Stored records:

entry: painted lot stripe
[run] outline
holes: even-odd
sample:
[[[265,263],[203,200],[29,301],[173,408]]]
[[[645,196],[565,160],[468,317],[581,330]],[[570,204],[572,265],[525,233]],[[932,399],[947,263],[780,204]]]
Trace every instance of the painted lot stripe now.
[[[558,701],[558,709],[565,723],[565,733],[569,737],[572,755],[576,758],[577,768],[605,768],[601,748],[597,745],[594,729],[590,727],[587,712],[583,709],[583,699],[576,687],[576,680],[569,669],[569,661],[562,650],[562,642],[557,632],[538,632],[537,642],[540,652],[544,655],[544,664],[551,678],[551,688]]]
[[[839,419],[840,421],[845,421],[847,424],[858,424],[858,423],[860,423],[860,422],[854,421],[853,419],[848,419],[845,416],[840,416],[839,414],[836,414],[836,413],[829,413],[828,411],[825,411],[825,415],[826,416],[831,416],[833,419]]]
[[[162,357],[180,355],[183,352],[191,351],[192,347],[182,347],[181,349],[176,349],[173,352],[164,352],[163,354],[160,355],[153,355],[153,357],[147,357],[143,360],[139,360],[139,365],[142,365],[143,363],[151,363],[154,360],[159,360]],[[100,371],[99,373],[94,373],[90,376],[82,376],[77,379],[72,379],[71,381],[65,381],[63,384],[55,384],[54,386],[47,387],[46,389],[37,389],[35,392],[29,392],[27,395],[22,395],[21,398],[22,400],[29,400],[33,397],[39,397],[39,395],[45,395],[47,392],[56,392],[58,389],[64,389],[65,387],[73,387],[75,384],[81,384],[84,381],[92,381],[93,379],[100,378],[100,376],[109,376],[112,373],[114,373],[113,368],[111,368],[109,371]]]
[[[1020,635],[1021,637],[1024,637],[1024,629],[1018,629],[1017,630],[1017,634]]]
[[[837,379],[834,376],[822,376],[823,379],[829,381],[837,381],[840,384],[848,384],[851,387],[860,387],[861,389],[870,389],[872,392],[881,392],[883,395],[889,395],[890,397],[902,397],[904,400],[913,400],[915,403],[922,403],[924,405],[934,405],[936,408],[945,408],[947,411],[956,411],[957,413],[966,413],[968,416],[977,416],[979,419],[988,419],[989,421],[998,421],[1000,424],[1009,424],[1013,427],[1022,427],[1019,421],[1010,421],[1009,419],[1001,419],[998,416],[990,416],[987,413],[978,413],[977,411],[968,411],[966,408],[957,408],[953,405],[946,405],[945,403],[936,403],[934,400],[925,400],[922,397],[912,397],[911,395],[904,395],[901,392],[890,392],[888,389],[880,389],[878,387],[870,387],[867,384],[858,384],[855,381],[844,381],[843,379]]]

- TRY IT: Once you have read the records, repeat them all exactly.

- OUTPUT OF THE TASK:
entry: painted lot stripe
[run] outline
holes: even-odd
sample:
[[[265,263],[203,200],[29,301],[173,408]]]
[[[645,196],[565,160],[468,317],[581,330]],[[570,204],[572,265],[525,233]],[[932,399],[947,263],[780,204]]]
Trace every instance of the painted lot stripe now.
[[[558,701],[558,709],[565,723],[565,733],[569,737],[572,755],[576,758],[577,768],[605,768],[601,748],[597,745],[594,729],[590,727],[587,712],[583,709],[583,699],[576,687],[576,680],[569,669],[569,661],[562,650],[562,642],[557,632],[538,632],[537,642],[540,652],[544,655],[544,664],[551,678],[551,688]]]
[[[839,419],[840,421],[845,421],[847,424],[858,424],[858,423],[860,423],[860,422],[854,421],[853,419],[848,419],[845,416],[840,416],[839,414],[836,414],[836,413],[829,413],[828,411],[825,411],[825,415],[826,416],[831,416],[833,419]]]
[[[162,357],[180,355],[183,352],[191,351],[192,347],[182,347],[181,349],[176,349],[173,352],[164,352],[163,354],[160,355],[153,355],[153,357],[147,357],[143,360],[139,360],[139,365],[142,365],[143,363],[151,363],[154,360],[159,360]],[[100,371],[99,373],[94,373],[90,376],[82,376],[77,379],[72,379],[71,381],[65,381],[63,384],[55,384],[54,386],[47,387],[46,389],[37,389],[35,392],[29,392],[27,395],[22,395],[21,398],[22,400],[29,400],[33,397],[39,397],[39,395],[45,395],[47,392],[56,392],[58,389],[64,389],[65,387],[73,387],[75,384],[81,384],[84,381],[92,381],[93,379],[100,378],[100,376],[109,376],[112,373],[114,373],[113,368],[111,368],[109,371]]]
[[[1020,635],[1021,637],[1024,637],[1024,629],[1018,629],[1017,630],[1017,634]]]
[[[837,379],[834,376],[822,376],[823,379],[829,381],[837,381],[840,384],[848,384],[851,387],[860,387],[861,389],[870,389],[872,392],[881,392],[883,395],[889,395],[890,397],[902,397],[904,400],[913,400],[915,403],[922,403],[924,405],[934,405],[936,408],[945,408],[947,411],[956,411],[957,413],[966,413],[968,416],[977,416],[979,419],[988,419],[989,421],[998,421],[1000,424],[1009,424],[1013,427],[1022,427],[1019,421],[1010,421],[1009,419],[1001,419],[998,416],[990,416],[987,413],[978,413],[977,411],[968,411],[966,408],[957,408],[953,405],[946,405],[945,403],[936,403],[934,400],[925,400],[922,397],[912,397],[911,395],[904,395],[901,392],[890,392],[888,389],[880,389],[878,387],[870,387],[867,384],[858,384],[855,381],[844,381],[843,379]]]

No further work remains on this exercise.